● **TASKS TO COMPLETE**
A. Print the passage of the text on the Shiraz Festival of Arts from "Accompanied by symposia" up to and including "Shiraz University campus.".
B. According to the text on the Shiraz Festival of Arts, during which years was the festival held?

● **EXCERPT TO READ**

__________________________________________________

The Shiraz Festival of Arts (Persian: جشنواره هنر شیراز) was an annual international summer arts festival, held in Iran bringing about the encounter between the East and the West. It was held from 1967 to 1977 in the city of Shiraz and Persepolis in central Iran by the initiative of Shahbanu Farah Pahlavi.

History

Accompanied by symposia and debates, the festival program included music, dance, drama and film, performed in a variety of locations in Shiraz and surrounding areas. The venues included the ruins of Persepolis (ceremonial capital of ancient Persia), Naqsh-e Rostam, Hafezieh, Bagh-e Delgosha, Narenjestan, Bazaar-e Vakil, Jahan-Nama Garden, Saray-e Moshir and a concert hall on the Shiraz University campus. 

Some of those who appeared at the festival are:
In theatre, Jerzy Grotowski, Peter Brook, Tadeusz Kantor, Arby Ovanessian, Bijan Mofid, Davoud Rashidi, Peter Schumann, Parviz Sayyad, Andrei Șerban, Robert Wilson, Shūji Terayama, Andre Gregory, Ali Nassirian, Víctor Garcia, Joseph Chaikin, and Esma'il Khalaj. In this field, traditional plays such as ta'zieh (passion plays) from Iran, Kathakali from India, and Noh from Japan, as well as R. Serumaga with the National Theatre of Uganda, Duro Lapido & the National Theatre of Nigeria, and Pabuji Ki Phad from India were presented, amongst many others .

__________________________________________________

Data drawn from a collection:
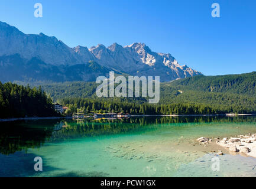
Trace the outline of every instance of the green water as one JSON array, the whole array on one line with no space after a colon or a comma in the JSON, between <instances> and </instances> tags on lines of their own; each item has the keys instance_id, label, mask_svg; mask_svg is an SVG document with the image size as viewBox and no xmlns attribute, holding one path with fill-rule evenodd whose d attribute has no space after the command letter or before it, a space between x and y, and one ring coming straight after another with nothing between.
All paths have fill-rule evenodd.
<instances>
[{"instance_id":1,"label":"green water","mask_svg":"<svg viewBox=\"0 0 256 189\"><path fill-rule=\"evenodd\" d=\"M256 133L256 117L144 117L0 122L0 177L255 177L256 159L200 136ZM35 171L34 158L43 158ZM219 171L212 170L214 157Z\"/></svg>"}]
</instances>

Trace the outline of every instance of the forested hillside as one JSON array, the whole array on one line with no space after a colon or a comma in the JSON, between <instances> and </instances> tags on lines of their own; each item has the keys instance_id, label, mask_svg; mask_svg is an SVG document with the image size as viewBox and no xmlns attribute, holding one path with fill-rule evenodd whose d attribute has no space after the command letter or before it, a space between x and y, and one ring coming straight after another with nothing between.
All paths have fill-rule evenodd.
<instances>
[{"instance_id":1,"label":"forested hillside","mask_svg":"<svg viewBox=\"0 0 256 189\"><path fill-rule=\"evenodd\" d=\"M53 116L56 113L51 99L41 87L0 82L0 118Z\"/></svg>"},{"instance_id":2,"label":"forested hillside","mask_svg":"<svg viewBox=\"0 0 256 189\"><path fill-rule=\"evenodd\" d=\"M87 109L89 112L101 110L103 112L123 110L141 114L142 112L151 114L202 114L255 112L255 83L256 72L237 75L197 76L162 83L160 84L160 102L153 106L149 105L148 99L145 97L98 99L95 95L97 87L95 82L46 84L38 82L33 84L34 86L41 85L43 90L54 101L64 105L72 105L72 112L75 112L77 108L82 107L85 112ZM85 105L84 102L81 102L83 100L89 100L91 104L88 105L86 103ZM93 102L101 105L94 106L93 108ZM108 106L106 106L105 103ZM113 107L109 107L111 103ZM143 109L142 105L144 106Z\"/></svg>"}]
</instances>

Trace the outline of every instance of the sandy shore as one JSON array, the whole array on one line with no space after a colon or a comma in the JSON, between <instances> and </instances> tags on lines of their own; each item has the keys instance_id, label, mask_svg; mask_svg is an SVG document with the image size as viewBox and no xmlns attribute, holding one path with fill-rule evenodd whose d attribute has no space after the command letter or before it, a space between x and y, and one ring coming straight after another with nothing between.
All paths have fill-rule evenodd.
<instances>
[{"instance_id":1,"label":"sandy shore","mask_svg":"<svg viewBox=\"0 0 256 189\"><path fill-rule=\"evenodd\" d=\"M256 133L248 133L246 135L238 135L235 137L223 138L222 139L216 138L216 144L224 148L232 155L241 154L256 158ZM213 142L213 139L201 137L197 140L199 143L207 144ZM218 153L222 155L219 150Z\"/></svg>"}]
</instances>

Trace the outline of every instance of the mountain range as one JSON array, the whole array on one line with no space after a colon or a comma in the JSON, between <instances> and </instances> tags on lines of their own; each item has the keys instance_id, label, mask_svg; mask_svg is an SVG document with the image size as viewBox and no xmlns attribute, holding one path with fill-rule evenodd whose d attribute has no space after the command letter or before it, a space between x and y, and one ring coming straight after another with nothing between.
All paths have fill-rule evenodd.
<instances>
[{"instance_id":1,"label":"mountain range","mask_svg":"<svg viewBox=\"0 0 256 189\"><path fill-rule=\"evenodd\" d=\"M114 43L70 48L55 37L25 34L0 22L0 80L95 81L109 71L160 76L161 82L202 74L180 66L170 54L152 51L144 43Z\"/></svg>"}]
</instances>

__________________________________________________

● **ANSWERS**
A.
Accompanied by symposia and debates, the festival program included music, dance, drama and film, performed in a variety of locations in Shiraz and surrounding areas. The venues included the ruins of Persepolis (ceremonial capital of ancient Persia), Naqsh-e Rostam, Hafezieh, Bagh-e Delgosha, Narenjestan, Bazaar-e Vakil, Jahan-Nama Garden, Saray-e Moshir and a concert hall on the Shiraz University campus.

B. From 1967 to 1977.